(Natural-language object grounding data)

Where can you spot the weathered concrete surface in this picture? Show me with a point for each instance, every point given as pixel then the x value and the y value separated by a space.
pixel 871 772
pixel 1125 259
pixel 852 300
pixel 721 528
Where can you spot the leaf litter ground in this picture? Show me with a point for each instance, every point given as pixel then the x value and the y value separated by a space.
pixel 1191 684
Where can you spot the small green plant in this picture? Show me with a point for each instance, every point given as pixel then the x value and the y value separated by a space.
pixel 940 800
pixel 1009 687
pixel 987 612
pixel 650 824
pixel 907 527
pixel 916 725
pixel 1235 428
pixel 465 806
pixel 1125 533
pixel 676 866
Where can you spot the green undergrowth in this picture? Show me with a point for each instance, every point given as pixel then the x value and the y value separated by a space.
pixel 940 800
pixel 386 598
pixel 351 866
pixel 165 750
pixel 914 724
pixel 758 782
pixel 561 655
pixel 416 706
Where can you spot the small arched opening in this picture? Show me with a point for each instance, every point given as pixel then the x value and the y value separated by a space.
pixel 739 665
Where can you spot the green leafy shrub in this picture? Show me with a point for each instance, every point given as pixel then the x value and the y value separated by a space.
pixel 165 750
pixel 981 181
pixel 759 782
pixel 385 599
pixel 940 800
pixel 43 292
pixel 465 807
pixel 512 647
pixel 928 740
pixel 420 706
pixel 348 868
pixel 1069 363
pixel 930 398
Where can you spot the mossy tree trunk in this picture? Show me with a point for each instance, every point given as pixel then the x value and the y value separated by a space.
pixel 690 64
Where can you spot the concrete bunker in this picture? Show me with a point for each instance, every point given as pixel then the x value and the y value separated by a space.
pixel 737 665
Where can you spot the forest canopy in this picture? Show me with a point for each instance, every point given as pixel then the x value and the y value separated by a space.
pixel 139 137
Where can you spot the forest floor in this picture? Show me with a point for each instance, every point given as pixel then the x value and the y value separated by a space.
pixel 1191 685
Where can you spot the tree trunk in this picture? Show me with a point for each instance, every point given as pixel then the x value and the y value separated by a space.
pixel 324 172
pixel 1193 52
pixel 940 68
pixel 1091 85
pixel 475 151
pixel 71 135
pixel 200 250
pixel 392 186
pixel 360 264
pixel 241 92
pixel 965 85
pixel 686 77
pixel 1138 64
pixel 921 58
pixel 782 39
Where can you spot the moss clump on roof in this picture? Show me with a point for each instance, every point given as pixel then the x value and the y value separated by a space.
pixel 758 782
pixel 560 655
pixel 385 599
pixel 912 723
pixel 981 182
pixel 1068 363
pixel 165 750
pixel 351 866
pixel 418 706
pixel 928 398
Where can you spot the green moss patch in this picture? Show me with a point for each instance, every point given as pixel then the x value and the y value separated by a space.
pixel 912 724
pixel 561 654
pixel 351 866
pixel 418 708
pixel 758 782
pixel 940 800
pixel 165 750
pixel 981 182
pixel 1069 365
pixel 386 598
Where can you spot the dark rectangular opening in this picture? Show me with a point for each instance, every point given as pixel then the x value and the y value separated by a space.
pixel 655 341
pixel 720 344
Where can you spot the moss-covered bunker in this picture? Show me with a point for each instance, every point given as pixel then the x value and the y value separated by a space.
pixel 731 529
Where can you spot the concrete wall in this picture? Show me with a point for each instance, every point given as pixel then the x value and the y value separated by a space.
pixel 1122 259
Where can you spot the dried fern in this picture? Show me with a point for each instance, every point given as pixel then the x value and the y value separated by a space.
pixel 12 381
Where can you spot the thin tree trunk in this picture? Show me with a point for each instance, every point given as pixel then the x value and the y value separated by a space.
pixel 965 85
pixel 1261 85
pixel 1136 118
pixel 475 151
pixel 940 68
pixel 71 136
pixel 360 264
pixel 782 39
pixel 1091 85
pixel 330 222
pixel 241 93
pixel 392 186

[Assignment] Print out every record again, exactly and in full.

[Answer for this exercise]
Where can you spot the weathered concrete surface in this picture? Show me with a point for each instance, every point given as pixel then the x value and the y value separated by a space.
pixel 871 772
pixel 1125 259
pixel 852 300
pixel 721 528
Where can you spot the leaf litter ground in this picture? Show me with a point for each instance, every point given as pixel then the x value and the y value separated by a space.
pixel 1191 684
Where can you spot the small green plant in this picture? Show me with a point for each instance, every point given as pixel then the x value and the y value separated by a space.
pixel 940 800
pixel 1009 687
pixel 987 612
pixel 650 824
pixel 907 527
pixel 916 725
pixel 1235 428
pixel 465 806
pixel 1125 533
pixel 676 866
Where can you spot the green undergrowth in this picture? Show me with a point for each instance, every point given as pixel then the x value and the y value separated by a space.
pixel 940 800
pixel 386 598
pixel 351 866
pixel 165 750
pixel 914 724
pixel 758 782
pixel 561 655
pixel 416 706
Where can you spot the small arched opening in this picture? Show me with a point for each instance, every point given as pixel then the x value and the y value separated by a space.
pixel 739 665
Where can you spot the green leafy shrub in this picture? Show me with a point for each instance, every point given as pixel then the x value and the y value separated by a space.
pixel 165 750
pixel 981 181
pixel 759 782
pixel 385 599
pixel 940 800
pixel 43 292
pixel 465 807
pixel 512 647
pixel 928 740
pixel 420 706
pixel 348 868
pixel 1069 363
pixel 930 398
Where can you spot the mossy tree trunk in this picture? Show me with a point for each instance, every point given as pixel then the x value and the y value separated by a space.
pixel 690 64
Where can you spot the concrete bunker in this picture? Show me with a point for each instance, every point given as pixel then the x value and the y value separated by a space.
pixel 737 665
Where can you spot the forest canopy in this picture? Show me with a point for each instance, every point given as pixel then the x value and the y value separated by a space.
pixel 139 137
Where can you spot the forest floor in this picture? Show me with a point for each instance, every point given as pixel then the x value and the y value separated by a space.
pixel 1191 685
Where can you spot the tree trunk in this picture? Show me with a point for each instance, every point given as pixel then the x value and the y value separated by a space.
pixel 324 172
pixel 1193 52
pixel 940 68
pixel 1091 85
pixel 475 151
pixel 71 135
pixel 200 250
pixel 392 186
pixel 360 264
pixel 241 92
pixel 965 85
pixel 686 77
pixel 1138 64
pixel 921 58
pixel 782 39
Where can you spot the moss clump on roof in this picture? Show me with a point for each instance, every point given as pixel then the x value and the y value separated by a space.
pixel 758 782
pixel 560 655
pixel 385 599
pixel 912 723
pixel 981 182
pixel 1068 363
pixel 165 750
pixel 351 866
pixel 418 706
pixel 928 398
Where can you spot the green moss patch in this picture? Show me with a point for each instance, every point given as pixel then the x value and the y value separated by a space.
pixel 912 724
pixel 561 654
pixel 351 866
pixel 418 708
pixel 758 782
pixel 940 800
pixel 165 750
pixel 981 182
pixel 1069 365
pixel 386 598
Where can you spot the dark rectangular opening in this picture? Show me with a point for each instance, every point given as pixel then the x value and the y value separated by a space.
pixel 655 341
pixel 720 344
Where can you spot the moss-covered bunker in this picture? Show me with a point for each instance, every point given as pixel then the x value and the y value separated by a space.
pixel 731 529
Where can you spot the concrete wall in this picture? Show me with a point for each instance, every point given as pixel then the x value and the y value separated by a space.
pixel 1122 259
Where can you spot the dried fern in this picture? Show me with a point for each instance, every point given as pixel then the x value and the y value separated by a space.
pixel 12 381
Where can you spot the thin tree trunk in this picture? Show me with a point for each instance, every point given as pixel then the x value and the y value separated by a space.
pixel 965 85
pixel 1261 85
pixel 1136 118
pixel 475 151
pixel 940 68
pixel 71 136
pixel 360 264
pixel 782 39
pixel 1091 85
pixel 330 222
pixel 241 93
pixel 392 186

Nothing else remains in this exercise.